**** Data provided

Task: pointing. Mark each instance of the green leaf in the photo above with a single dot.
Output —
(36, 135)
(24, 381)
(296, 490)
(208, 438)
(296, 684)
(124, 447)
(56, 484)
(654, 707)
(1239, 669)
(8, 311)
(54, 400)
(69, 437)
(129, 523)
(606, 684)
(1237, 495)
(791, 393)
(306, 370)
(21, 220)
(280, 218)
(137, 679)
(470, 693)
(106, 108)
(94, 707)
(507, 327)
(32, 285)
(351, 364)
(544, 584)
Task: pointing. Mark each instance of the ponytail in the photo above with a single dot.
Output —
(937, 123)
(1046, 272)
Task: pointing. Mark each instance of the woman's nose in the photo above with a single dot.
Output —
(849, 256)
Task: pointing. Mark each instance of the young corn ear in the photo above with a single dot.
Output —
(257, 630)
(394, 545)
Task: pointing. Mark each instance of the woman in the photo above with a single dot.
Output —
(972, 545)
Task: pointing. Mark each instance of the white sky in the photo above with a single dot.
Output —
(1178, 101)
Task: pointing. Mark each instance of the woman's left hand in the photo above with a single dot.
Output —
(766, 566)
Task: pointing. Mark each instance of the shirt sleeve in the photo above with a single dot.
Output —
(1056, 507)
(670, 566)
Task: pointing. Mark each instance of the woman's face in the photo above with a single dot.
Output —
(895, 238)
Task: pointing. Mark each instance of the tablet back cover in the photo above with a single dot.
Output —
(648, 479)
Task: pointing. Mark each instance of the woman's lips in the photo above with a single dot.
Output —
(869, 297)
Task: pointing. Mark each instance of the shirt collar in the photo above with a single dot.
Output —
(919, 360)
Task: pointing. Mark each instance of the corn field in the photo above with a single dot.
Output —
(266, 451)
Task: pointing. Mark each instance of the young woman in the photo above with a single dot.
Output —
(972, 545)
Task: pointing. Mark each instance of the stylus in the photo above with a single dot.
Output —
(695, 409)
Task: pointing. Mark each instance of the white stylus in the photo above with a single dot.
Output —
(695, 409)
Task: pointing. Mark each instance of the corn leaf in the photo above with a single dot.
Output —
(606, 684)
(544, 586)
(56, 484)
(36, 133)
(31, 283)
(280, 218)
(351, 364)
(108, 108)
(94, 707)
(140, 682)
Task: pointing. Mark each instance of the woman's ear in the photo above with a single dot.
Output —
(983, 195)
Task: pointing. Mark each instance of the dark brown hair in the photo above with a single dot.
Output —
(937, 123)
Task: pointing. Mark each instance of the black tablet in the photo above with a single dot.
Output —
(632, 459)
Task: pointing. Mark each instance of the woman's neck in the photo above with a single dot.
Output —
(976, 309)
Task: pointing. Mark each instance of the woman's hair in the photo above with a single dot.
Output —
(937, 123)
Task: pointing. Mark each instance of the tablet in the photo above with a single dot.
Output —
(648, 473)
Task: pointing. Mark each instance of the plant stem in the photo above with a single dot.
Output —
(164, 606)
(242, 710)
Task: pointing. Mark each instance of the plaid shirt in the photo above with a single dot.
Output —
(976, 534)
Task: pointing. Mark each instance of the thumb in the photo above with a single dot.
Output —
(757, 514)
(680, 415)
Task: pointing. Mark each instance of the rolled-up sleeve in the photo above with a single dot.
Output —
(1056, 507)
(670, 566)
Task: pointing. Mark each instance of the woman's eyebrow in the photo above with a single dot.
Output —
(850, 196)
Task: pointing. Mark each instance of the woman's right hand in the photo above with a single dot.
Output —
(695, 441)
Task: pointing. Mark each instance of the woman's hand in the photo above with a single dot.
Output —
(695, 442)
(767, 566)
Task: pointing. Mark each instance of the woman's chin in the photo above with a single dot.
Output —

********
**** Data provided

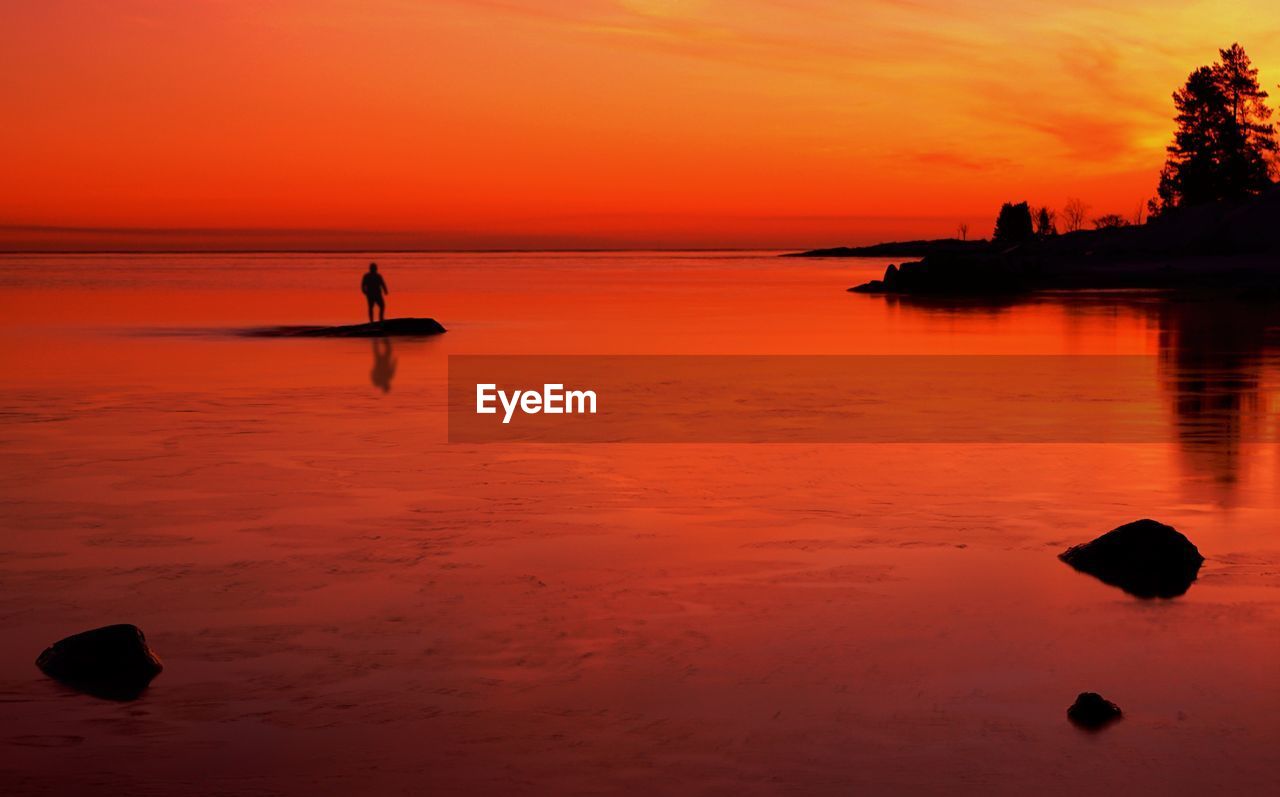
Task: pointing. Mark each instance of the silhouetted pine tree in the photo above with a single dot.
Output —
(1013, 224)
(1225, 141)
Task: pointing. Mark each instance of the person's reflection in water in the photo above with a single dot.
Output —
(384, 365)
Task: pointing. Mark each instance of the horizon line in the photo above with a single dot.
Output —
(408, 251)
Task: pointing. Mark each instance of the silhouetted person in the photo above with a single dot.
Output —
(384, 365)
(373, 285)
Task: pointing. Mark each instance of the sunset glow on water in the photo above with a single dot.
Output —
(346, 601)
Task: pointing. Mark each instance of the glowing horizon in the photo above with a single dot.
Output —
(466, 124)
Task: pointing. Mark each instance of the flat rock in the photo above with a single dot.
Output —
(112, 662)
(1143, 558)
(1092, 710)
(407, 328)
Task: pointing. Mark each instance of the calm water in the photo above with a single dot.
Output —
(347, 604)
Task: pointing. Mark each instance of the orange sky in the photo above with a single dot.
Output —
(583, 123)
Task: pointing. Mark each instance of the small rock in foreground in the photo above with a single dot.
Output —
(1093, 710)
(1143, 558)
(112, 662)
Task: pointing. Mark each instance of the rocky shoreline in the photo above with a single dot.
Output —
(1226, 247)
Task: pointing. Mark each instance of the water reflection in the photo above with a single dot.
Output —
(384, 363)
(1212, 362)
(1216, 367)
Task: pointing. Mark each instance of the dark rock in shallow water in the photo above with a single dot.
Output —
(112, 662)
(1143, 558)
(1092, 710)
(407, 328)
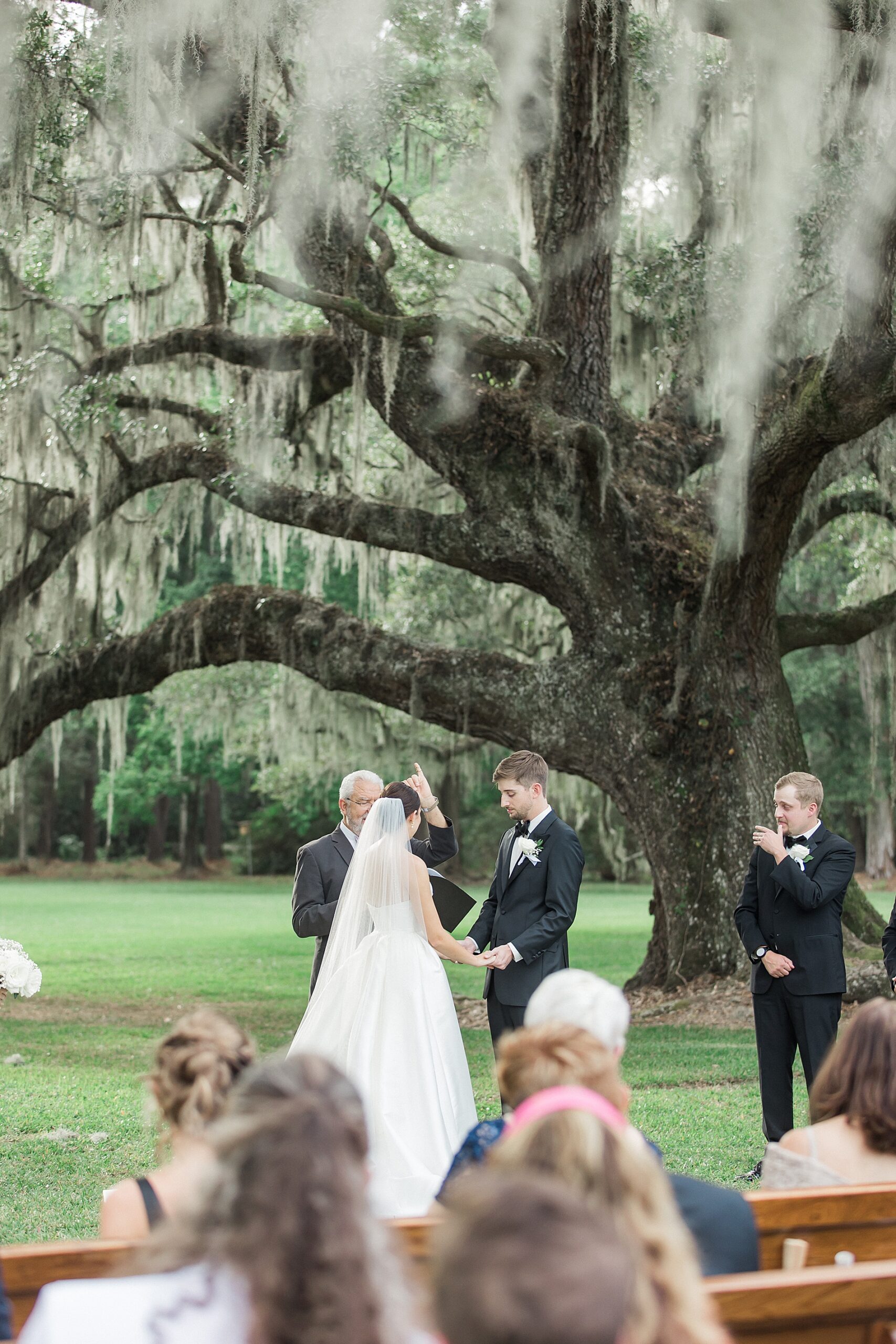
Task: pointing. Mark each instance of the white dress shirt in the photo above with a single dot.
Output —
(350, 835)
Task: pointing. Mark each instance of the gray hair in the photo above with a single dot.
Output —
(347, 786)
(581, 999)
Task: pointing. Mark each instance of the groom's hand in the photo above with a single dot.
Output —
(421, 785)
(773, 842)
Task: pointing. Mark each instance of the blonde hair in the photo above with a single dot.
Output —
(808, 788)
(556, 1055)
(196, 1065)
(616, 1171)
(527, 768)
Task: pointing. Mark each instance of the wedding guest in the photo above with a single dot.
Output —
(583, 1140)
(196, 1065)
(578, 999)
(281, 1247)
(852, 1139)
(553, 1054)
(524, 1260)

********
**** Data provided

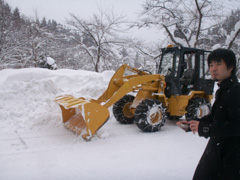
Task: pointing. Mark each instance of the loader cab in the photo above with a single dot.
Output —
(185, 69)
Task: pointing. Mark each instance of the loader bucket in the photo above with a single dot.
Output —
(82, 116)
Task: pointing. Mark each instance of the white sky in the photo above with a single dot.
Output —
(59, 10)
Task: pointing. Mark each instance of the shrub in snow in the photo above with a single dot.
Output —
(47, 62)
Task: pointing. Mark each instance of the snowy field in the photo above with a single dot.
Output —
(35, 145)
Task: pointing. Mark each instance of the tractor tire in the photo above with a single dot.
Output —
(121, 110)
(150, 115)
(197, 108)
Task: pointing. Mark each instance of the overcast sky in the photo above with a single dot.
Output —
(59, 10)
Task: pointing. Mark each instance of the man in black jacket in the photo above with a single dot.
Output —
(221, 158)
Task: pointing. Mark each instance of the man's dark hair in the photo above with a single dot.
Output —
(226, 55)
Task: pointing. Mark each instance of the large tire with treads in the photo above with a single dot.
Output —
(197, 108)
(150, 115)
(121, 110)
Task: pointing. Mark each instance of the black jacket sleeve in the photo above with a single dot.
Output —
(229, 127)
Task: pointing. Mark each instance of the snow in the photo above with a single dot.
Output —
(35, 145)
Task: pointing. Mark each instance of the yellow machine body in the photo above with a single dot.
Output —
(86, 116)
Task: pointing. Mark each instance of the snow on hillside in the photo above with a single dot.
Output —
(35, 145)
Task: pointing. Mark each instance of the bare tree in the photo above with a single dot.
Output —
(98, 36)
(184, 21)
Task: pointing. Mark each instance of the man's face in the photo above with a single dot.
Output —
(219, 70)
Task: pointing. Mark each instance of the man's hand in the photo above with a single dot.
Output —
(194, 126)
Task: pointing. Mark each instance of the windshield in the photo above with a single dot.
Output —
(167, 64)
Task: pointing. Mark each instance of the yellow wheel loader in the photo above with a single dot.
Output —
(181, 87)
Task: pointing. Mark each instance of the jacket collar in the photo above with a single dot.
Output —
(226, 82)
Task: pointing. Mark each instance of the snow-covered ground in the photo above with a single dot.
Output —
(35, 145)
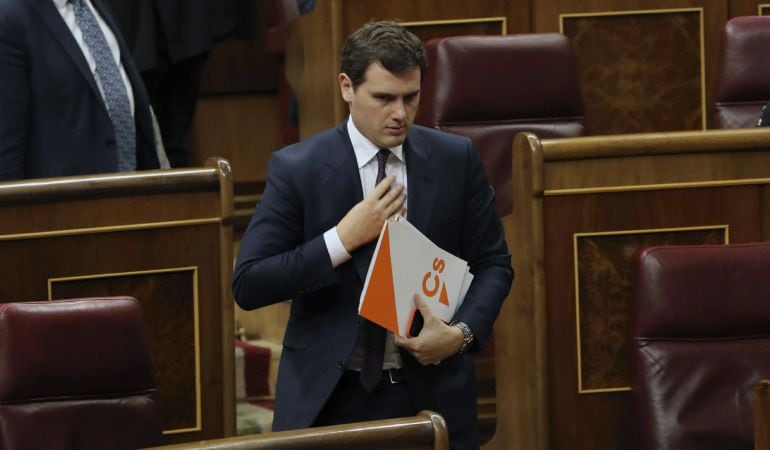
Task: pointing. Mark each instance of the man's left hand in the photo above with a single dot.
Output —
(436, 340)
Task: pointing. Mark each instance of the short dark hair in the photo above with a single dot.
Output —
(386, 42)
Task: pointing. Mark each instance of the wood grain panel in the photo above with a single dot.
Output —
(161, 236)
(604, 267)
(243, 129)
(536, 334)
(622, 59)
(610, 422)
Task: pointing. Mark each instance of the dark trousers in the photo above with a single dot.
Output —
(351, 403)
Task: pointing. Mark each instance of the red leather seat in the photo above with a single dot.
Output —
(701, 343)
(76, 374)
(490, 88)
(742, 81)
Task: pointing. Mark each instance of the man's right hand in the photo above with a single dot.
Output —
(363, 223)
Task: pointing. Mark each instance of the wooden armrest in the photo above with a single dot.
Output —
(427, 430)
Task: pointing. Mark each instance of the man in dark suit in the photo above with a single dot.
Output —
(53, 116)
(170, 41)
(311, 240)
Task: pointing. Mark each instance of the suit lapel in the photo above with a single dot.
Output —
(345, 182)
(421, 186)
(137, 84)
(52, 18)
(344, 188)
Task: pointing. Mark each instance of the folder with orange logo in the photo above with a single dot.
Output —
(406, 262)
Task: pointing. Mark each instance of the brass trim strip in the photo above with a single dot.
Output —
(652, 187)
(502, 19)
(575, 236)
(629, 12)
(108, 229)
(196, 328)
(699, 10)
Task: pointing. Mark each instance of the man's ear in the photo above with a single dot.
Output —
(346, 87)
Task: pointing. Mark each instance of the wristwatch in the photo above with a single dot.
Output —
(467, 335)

********

The line above containing "Task: pointing. Mark each instance of the loader bucket", the line containing "Task: pointing. Mark each instance of the large", and every line between them are to be transcribed exactly; no other line is wanted.

Exercise output:
Task: pointing. Mark each instance of the loader bucket in the photo above with a single dot.
Output —
(82, 116)
Task: pointing. Mark each instance of the white sky in the photo above with a single dot.
Output —
(59, 10)
Task: pointing. Mark each instance of the shrub in snow in the photo above with a single dot.
Output —
(47, 62)
Task: pointing. Mark each instance of the snowy field in the photo above with a single dot.
Output —
(35, 145)
Task: pointing. Mark each instance of the tractor tire in the photo above with a single dot.
Output —
(121, 110)
(150, 115)
(197, 108)
Task: pointing. Mark each instance of the overcast sky in the photo above with a single dot.
Output —
(59, 10)
Task: pointing. Mark each instance of the man in black jacket in the photo above with a single dot.
Output —
(221, 158)
Task: pointing. Mark each instance of the man's dark hair in the photo above with a single dot.
Output —
(226, 55)
Task: pointing. Mark each instance of the large tire with treads in the photo above with a single dot.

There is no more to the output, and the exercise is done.